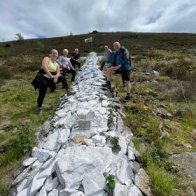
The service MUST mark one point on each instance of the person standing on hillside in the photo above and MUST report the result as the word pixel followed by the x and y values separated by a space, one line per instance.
pixel 106 54
pixel 48 76
pixel 66 65
pixel 121 65
pixel 75 58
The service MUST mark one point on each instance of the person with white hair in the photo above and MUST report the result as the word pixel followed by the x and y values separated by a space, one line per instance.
pixel 48 76
pixel 75 58
pixel 121 65
pixel 106 54
pixel 66 65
------------------------------------------------
▶ _Try it_
Give the entries above again word for word, without the pictures.

▶ _Expected answer_
The service MUST mark one point on each instance of the person standing on hillside in the photo above and MUST report the result as the word pixel followed by the x and y values separated by a space, one line per instance.
pixel 106 54
pixel 48 76
pixel 66 65
pixel 121 65
pixel 75 58
The service MUST mark one point on each instance of the person with white hair in the photo above and MUST report the result as the word pixel followed by the x and y values separated by a space, one line per instance.
pixel 48 76
pixel 75 58
pixel 121 65
pixel 106 54
pixel 66 65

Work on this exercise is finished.